* _Short problem_: Please show every line of the items below that contains the word "crossed", copying each such line in full. Case counts.

────────────────

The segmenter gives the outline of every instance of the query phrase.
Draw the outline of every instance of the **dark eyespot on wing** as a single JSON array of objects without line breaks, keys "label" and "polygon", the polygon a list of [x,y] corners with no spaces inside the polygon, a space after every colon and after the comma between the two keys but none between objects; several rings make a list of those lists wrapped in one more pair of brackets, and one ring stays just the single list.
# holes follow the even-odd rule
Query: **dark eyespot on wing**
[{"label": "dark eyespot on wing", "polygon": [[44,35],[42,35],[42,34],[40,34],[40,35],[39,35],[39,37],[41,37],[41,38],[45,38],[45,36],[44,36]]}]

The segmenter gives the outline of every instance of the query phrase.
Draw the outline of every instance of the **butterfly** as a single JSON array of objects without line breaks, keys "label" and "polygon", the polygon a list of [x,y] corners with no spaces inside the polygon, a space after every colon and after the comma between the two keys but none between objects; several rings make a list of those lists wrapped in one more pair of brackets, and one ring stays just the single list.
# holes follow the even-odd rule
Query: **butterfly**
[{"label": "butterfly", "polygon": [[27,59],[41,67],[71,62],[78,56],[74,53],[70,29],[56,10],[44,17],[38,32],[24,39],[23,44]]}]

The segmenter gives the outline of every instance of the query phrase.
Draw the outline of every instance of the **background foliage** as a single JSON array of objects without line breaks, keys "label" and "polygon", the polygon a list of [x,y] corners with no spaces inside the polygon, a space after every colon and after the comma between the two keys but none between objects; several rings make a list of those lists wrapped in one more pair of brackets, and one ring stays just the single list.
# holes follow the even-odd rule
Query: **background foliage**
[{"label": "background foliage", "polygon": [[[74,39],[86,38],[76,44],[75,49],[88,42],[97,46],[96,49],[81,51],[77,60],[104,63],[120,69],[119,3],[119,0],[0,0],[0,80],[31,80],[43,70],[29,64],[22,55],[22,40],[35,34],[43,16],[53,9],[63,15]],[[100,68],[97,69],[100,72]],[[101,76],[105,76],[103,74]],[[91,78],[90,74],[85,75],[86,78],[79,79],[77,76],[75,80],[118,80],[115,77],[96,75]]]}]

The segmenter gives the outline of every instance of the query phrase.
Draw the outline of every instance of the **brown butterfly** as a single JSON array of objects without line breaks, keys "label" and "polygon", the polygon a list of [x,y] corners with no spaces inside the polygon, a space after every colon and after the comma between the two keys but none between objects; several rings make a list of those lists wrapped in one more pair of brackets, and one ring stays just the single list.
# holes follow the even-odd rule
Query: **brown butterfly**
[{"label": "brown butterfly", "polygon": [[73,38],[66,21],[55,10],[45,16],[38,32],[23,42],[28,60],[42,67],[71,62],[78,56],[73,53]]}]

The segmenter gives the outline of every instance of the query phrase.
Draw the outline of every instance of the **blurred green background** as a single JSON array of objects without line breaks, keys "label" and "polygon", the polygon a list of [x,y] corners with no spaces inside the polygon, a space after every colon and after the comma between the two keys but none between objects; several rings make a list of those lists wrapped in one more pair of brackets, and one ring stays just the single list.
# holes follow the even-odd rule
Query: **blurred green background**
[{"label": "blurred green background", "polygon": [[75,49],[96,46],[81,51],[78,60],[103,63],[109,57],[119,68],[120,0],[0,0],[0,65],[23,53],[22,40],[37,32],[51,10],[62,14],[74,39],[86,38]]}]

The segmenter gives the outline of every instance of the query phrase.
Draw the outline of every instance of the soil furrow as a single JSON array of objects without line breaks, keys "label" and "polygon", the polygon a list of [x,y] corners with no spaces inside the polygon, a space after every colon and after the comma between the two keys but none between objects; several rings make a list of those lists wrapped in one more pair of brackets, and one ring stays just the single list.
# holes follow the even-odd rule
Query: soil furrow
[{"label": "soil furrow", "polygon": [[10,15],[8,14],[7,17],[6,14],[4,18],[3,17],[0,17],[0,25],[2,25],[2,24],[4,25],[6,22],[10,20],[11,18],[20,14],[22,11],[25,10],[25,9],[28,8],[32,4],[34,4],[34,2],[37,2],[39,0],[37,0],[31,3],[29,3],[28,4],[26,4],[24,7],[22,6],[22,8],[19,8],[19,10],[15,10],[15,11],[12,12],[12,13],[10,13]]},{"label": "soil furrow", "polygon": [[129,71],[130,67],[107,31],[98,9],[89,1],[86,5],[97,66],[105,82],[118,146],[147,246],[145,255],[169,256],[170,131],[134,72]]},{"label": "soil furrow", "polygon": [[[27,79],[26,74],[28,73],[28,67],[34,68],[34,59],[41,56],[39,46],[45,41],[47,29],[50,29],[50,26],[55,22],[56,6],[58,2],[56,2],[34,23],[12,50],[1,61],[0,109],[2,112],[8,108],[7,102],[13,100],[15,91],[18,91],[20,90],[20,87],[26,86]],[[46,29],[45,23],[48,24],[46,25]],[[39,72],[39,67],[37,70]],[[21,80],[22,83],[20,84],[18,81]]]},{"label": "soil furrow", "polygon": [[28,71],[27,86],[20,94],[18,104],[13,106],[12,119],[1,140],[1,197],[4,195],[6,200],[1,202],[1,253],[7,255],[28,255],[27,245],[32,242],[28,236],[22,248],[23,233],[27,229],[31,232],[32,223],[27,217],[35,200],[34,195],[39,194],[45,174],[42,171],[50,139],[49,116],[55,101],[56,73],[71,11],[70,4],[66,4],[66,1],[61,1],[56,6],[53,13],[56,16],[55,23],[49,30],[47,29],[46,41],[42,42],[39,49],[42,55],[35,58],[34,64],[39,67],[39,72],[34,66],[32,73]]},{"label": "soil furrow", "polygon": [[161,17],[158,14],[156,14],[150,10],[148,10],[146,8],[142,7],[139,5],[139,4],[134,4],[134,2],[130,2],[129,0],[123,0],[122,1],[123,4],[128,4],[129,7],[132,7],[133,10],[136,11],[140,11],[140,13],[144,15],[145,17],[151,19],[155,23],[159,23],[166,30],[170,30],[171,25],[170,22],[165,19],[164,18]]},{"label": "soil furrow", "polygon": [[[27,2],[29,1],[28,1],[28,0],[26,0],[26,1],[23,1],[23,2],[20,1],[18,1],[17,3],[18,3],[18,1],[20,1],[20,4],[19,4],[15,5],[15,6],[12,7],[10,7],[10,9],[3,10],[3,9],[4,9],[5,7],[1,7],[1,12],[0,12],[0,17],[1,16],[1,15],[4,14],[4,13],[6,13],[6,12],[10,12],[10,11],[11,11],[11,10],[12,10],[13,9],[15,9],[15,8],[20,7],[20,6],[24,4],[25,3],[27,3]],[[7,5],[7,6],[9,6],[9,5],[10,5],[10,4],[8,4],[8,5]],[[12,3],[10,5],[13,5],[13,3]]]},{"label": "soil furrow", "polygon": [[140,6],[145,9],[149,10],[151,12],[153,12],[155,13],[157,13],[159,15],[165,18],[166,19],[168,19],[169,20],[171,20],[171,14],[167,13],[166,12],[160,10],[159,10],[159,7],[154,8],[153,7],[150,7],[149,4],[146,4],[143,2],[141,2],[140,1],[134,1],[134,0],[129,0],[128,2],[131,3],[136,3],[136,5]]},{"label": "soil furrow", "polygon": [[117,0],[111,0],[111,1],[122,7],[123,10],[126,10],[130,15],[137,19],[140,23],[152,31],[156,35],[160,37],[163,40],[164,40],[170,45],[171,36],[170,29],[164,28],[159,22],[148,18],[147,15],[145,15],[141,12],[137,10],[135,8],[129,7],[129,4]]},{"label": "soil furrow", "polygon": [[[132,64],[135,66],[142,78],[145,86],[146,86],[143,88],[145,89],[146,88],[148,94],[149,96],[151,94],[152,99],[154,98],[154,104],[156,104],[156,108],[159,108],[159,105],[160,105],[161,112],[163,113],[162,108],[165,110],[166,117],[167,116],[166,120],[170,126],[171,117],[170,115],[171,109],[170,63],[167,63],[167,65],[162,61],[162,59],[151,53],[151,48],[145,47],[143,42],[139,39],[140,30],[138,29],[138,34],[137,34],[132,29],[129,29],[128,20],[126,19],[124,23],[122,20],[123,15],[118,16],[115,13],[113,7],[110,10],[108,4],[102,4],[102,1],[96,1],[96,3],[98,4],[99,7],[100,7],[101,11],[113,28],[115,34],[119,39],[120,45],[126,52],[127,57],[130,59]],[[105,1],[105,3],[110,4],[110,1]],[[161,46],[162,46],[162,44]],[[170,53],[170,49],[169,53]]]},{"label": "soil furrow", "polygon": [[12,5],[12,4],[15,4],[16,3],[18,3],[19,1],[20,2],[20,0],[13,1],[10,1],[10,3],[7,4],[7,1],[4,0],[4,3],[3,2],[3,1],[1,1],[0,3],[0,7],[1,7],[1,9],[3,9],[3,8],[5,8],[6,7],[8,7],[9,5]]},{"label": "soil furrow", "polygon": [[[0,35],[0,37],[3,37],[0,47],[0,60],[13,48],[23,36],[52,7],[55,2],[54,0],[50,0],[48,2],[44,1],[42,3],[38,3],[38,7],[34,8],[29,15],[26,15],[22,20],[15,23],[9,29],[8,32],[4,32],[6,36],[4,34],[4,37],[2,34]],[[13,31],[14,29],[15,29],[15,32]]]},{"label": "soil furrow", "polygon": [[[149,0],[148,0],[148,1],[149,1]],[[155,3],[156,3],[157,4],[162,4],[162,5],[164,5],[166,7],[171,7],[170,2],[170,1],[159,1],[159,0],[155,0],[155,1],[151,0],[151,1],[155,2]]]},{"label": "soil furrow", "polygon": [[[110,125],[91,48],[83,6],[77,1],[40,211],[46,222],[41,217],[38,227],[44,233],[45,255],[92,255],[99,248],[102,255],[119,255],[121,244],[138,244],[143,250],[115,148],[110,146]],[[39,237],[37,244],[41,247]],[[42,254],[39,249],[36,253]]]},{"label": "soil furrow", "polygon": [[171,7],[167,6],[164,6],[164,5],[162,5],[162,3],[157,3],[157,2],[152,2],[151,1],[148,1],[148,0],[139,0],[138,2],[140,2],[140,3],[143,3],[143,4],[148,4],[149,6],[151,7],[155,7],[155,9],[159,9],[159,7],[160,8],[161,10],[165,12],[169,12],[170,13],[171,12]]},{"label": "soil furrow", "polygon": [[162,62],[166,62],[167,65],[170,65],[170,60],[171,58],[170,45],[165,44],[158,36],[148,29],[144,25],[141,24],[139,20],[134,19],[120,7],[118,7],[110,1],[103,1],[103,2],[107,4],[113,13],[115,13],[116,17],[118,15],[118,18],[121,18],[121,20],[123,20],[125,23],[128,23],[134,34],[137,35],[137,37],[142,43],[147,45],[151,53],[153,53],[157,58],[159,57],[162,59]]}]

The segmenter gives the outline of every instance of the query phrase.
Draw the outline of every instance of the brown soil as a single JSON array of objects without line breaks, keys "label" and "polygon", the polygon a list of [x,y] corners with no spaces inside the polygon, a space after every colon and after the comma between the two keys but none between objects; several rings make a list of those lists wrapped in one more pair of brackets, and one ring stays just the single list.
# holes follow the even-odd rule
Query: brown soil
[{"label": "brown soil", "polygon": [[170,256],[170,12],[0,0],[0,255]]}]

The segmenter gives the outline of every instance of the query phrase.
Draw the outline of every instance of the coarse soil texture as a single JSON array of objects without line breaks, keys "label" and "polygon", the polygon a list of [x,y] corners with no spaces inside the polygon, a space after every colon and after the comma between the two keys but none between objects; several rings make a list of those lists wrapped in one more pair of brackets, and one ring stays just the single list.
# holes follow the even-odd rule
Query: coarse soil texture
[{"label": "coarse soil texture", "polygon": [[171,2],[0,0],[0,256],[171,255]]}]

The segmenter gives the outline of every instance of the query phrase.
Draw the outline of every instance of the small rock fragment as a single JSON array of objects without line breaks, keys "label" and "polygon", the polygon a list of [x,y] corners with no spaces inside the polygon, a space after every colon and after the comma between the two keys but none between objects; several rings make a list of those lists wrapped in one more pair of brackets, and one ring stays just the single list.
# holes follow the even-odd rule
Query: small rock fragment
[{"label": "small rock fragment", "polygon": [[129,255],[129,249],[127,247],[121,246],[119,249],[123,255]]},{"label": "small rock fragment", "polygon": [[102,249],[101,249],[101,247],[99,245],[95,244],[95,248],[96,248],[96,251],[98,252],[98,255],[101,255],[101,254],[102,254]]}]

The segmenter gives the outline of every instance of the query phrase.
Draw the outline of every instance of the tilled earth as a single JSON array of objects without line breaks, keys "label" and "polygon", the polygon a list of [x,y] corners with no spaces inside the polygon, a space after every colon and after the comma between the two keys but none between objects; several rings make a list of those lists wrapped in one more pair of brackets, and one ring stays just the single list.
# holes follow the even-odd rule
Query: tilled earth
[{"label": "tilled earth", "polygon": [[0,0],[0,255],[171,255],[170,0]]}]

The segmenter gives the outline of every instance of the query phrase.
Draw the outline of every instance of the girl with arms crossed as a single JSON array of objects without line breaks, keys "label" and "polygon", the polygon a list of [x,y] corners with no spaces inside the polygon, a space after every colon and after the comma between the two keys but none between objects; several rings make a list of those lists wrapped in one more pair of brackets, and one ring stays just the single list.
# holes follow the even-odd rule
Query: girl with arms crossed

────────────────

* _Task result_:
Draw the outline of every instance of the girl with arms crossed as a single JSON array of objects without line breaks, keys "label" and "polygon", the polygon a list of [x,y] corners with no spaces inside the polygon, a space after every colon and after the comma between the two keys but none between objects; several rings make a list of those lists wrapped in one more pair of brackets, and one ring stays just the single list.
Query: girl with arms crossed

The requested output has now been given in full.